- _WORK REQUIRED_
Continue the help text for the xan tokenize command past its last line.

- _SELECTED EXTRACT_
+---+

You can easily keep the tokens in a separate file using the "tee" command:
    $ xan tokenize words text file.csv | tee tokens.csv | xan vocab doc-token > vocab.csv

Usage:
    xan tokenize words [options] <column> [<input>]
    xan tokenize sentences [options] <column> [<input>]
    xan tokenize paragraphs [options] <column> [<input>]
    xan tokenize --help

tokenize options:
    -c, --column <name>      Name for the token column. Will default to "tokens", "token"
                             when -T/--token-type is provided, "paragraphs" or "sentences".
    -p, --parallel           Whether to use parallelization to speed up computations.
                             Will automatically select a suitable number of threads to use
                             based on your number of cores. Use -t, --threads if you want to
                             indicate the number of threads yourself.
    -t, --threads <threads>  Parellize computations using this many threads. Use -p, --parallel
                             if you want the number of threads to be automatically chosen instead.
    --keep-text              Force keeping the text column in the output.

tokenize words options:
    -S, --simple             Use a simpler, more performant variant of the tokenizer but unable
                             to infer token types, nor handle subtle cases.
    -N, --ngrams <n>         If given, will output token ngrams using the given n or the given
                             range of n values using a comma as separator e.g. "1,3".

+---+

- _LISTED ENTRIES_
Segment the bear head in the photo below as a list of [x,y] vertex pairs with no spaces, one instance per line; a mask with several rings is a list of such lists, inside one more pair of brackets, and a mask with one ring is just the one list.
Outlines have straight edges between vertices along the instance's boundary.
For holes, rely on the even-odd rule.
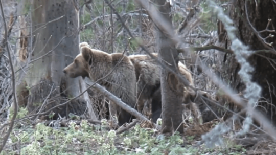
[[63,72],[70,78],[75,78],[81,76],[83,79],[89,77],[89,66],[92,64],[92,50],[86,46],[81,46],[81,52],[74,61],[65,67]]

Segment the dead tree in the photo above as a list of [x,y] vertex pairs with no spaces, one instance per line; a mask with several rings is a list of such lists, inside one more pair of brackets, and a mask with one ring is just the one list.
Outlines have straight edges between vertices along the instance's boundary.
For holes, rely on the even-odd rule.
[[[234,1],[229,12],[229,15],[238,29],[237,37],[248,46],[251,50],[257,52],[248,61],[255,68],[255,72],[252,73],[252,81],[262,87],[263,100],[266,100],[259,102],[259,105],[265,107],[261,109],[265,109],[263,112],[267,114],[269,118],[273,120],[273,122],[275,122],[276,116],[274,114],[275,105],[273,103],[276,100],[274,93],[276,86],[274,60],[276,58],[276,40],[272,37],[276,34],[273,31],[276,26],[275,6],[275,1]],[[218,28],[221,28],[223,27]],[[223,29],[219,30],[222,33],[219,35],[223,34],[225,32]],[[269,36],[270,34],[271,36]],[[222,46],[227,48],[231,42],[225,38],[227,38],[224,37],[223,40],[221,39],[220,41]],[[270,45],[271,42],[273,43]],[[223,62],[220,72],[222,73],[221,74],[222,78],[230,83],[233,88],[242,93],[245,85],[238,74],[240,66],[235,58],[235,55],[222,53],[220,55]]]
[[[77,1],[34,1],[29,20],[20,17],[20,25],[26,28],[21,29],[17,42],[17,68],[27,67],[17,73],[17,96],[24,99],[29,96],[19,104],[27,101],[30,113],[47,111],[86,89],[81,77],[69,78],[62,72],[80,52]],[[87,92],[52,112],[56,114],[54,118],[58,114],[68,117],[72,113],[96,119]]]
[[[172,24],[169,13],[171,12],[170,5],[166,0],[155,1],[158,6],[160,15],[168,23],[172,29]],[[154,19],[153,19],[154,22]],[[164,64],[176,73],[178,73],[178,53],[175,45],[167,37],[156,25],[156,30],[157,51],[158,58]],[[183,108],[181,99],[183,97],[183,87],[180,79],[173,73],[163,68],[160,73],[161,92],[162,102],[162,132],[172,132],[176,130],[180,133],[184,131],[182,124]]]

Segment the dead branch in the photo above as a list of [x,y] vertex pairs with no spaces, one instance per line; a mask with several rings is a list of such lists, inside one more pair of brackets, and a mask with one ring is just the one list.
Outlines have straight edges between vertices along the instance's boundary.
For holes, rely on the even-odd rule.
[[[169,35],[168,37],[171,39],[171,40],[175,43],[175,45],[178,45],[180,47],[180,49],[183,49],[183,47],[184,47],[183,44],[182,43],[182,41],[181,41],[181,39],[177,36],[175,35],[174,34],[173,31],[172,30],[171,30],[169,26],[166,23],[166,22],[164,21],[164,20],[163,19],[162,17],[160,16],[159,14],[158,13],[157,11],[156,10],[155,8],[154,8],[153,6],[153,5],[150,3],[148,3],[148,2],[146,2],[145,1],[142,1],[142,0],[137,0],[137,2],[139,4],[140,4],[144,9],[146,9],[148,11],[148,12],[150,14],[150,16],[151,16],[152,19],[154,19],[154,21],[157,23],[159,23],[158,25],[157,26],[158,27],[159,27],[159,29],[160,30],[164,31],[164,33],[166,34],[167,35]],[[105,0],[105,2],[107,4],[109,4],[108,1],[107,0]],[[128,31],[129,33],[129,35],[135,38],[132,35],[131,33],[129,31],[129,30],[128,29],[128,28],[124,25],[123,20],[121,18],[120,15],[116,12],[116,10],[114,9],[114,8],[111,6],[109,5],[109,7],[113,10],[114,11],[114,13],[116,14],[118,18],[120,19],[120,20],[121,21],[122,24],[123,26],[125,28],[125,29]],[[141,43],[140,43],[139,41],[137,41],[139,42],[139,46],[141,47],[141,48],[145,51],[149,56],[151,56],[153,59],[154,59],[157,61],[160,65],[161,65],[163,67],[165,67],[166,69],[169,70],[170,71],[172,72],[172,73],[174,73],[174,72],[172,70],[171,70],[170,68],[167,67],[166,65],[163,65],[163,64],[162,63],[160,63],[160,62],[159,61],[159,60],[157,59],[155,59],[150,53],[146,49],[146,48],[144,47],[143,45],[141,45]],[[190,50],[189,50],[190,51]],[[214,83],[216,84],[217,85],[220,87],[223,87],[224,93],[226,94],[226,96],[229,97],[229,98],[232,100],[234,103],[239,104],[241,106],[242,106],[243,108],[246,108],[247,110],[247,112],[252,114],[253,117],[259,122],[262,122],[263,123],[264,128],[265,130],[267,131],[268,134],[272,137],[274,139],[276,139],[276,131],[275,130],[274,130],[273,128],[273,125],[271,124],[269,121],[267,121],[267,119],[263,116],[263,114],[262,114],[259,110],[256,109],[252,109],[252,108],[247,108],[247,104],[246,102],[245,102],[244,101],[242,101],[241,98],[239,97],[237,97],[234,94],[237,93],[234,93],[235,91],[233,90],[231,88],[229,87],[227,85],[226,85],[224,83],[223,83],[222,81],[218,79],[217,76],[214,75],[214,73],[211,73],[209,71],[209,70],[208,68],[201,61],[201,59],[198,58],[196,58],[195,57],[195,54],[194,52],[190,52],[190,51],[181,51],[181,50],[178,51],[179,52],[183,52],[184,53],[186,54],[188,54],[189,53],[191,54],[191,56],[194,58],[196,58],[194,59],[195,62],[196,62],[196,64],[198,64],[199,66],[201,66],[201,67],[203,69],[205,72],[206,74],[208,75],[208,76],[210,77],[212,80],[213,81]],[[189,86],[190,88],[195,90],[195,89],[191,86],[189,86],[189,82],[187,81],[187,79],[183,78],[180,75],[178,75],[178,74],[176,74],[176,76],[178,78],[179,78],[185,84],[185,85],[188,85],[187,86]],[[188,85],[187,85],[188,84]]]
[[[1,13],[2,14],[2,17],[3,17],[3,21],[4,21],[4,29],[5,29],[5,40],[3,41],[4,42],[6,43],[6,47],[7,48],[7,51],[8,52],[8,55],[9,56],[9,60],[10,62],[10,65],[11,67],[11,73],[12,73],[12,94],[13,96],[13,99],[14,102],[14,110],[13,113],[13,116],[12,117],[12,118],[11,120],[11,124],[10,125],[10,127],[9,128],[9,130],[8,130],[8,132],[7,132],[7,134],[5,136],[4,140],[3,140],[3,143],[2,145],[0,147],[0,153],[2,151],[2,150],[3,149],[4,147],[5,146],[5,145],[6,144],[6,143],[7,142],[7,141],[8,140],[8,139],[9,138],[9,137],[10,136],[10,134],[11,134],[12,128],[13,127],[13,125],[14,124],[14,120],[15,120],[15,118],[16,118],[16,116],[17,115],[17,101],[16,100],[16,94],[15,92],[15,75],[14,74],[14,70],[13,69],[13,65],[12,64],[12,57],[10,53],[10,49],[9,49],[9,45],[8,43],[8,28],[7,28],[7,25],[6,24],[6,19],[5,19],[5,14],[3,10],[3,6],[2,4],[2,1],[0,0],[0,8],[1,9]],[[11,28],[10,28],[11,31]]]
[[129,129],[131,128],[131,127],[134,126],[137,123],[138,123],[139,121],[137,120],[135,120],[132,123],[131,123],[129,125],[128,125],[127,126],[120,129],[120,130],[117,130],[116,131],[116,135],[119,135],[120,134],[122,134],[124,132],[124,131],[127,131]]
[[[88,83],[90,83],[90,81],[87,81]],[[149,120],[148,120],[145,116],[143,116],[141,114],[139,113],[137,110],[131,107],[129,105],[126,104],[121,101],[121,99],[118,98],[114,95],[113,95],[110,92],[108,92],[105,88],[101,86],[100,84],[94,83],[92,84],[91,86],[97,90],[99,92],[102,93],[104,96],[106,96],[110,101],[114,102],[118,105],[121,107],[124,110],[127,111],[129,114],[135,116],[137,119],[140,121],[148,121],[150,122]],[[156,124],[153,123],[153,127],[156,128],[158,130],[159,130],[161,128],[159,125],[156,125]]]
[[216,46],[213,45],[205,46],[203,47],[193,47],[191,48],[194,49],[194,51],[205,51],[211,49],[215,49],[220,52],[222,52],[226,53],[234,54],[233,51],[231,50],[228,50],[224,48],[221,48],[218,46]]

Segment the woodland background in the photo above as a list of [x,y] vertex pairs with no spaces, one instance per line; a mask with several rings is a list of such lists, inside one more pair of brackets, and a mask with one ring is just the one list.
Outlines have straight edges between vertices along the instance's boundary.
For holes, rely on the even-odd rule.
[[92,87],[81,94],[91,83],[64,77],[80,42],[109,53],[147,54],[141,45],[156,52],[158,31],[142,1],[1,1],[0,154],[276,153],[274,0],[171,1],[167,17],[179,39],[179,60],[195,87],[207,93],[195,103],[212,109],[201,114],[210,117],[205,123],[183,113],[183,134],[162,133],[142,120],[114,131],[107,97]]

+---+

- _ANSWER FOR THIS EXERCISE_
                             This cannot be used with -T, --token-type.
    -T, --token-type <name>  Name of a column to add containing the type of the tokens.
                             This cannot be used with -N, --ngrams.
    -D, --drop <types>       Types of tokens to drop from the results, separated by comma,
                             e.g. "word,number". Cannot work with -k, --keep.
                             See the list of recognized types above.
    -K, --keep <types>       Types of tokens to keep in the results, separated by comma,
                             e.g. "word,number". Cannot work with -d, --drop.
                             See the list of recognized types above.
    -m, --min-token <n>      Minimum characters count of a token to be included in the output.
    -M, --max-token <n>      Maximum characters count of a token to be included in the output.
    --stoplist <path>        Path to a .txt stoplist containing one word per line.
    -J, --filter-junk        Whether to apply some heuristics to filter out words that look like junk.
    -L, --lower              Whether to normalize token case using lower case.
    -U, --unidecode          Whether to normalize token text to ascii.
    --split-hyphens          Whether to split tokens by hyphens.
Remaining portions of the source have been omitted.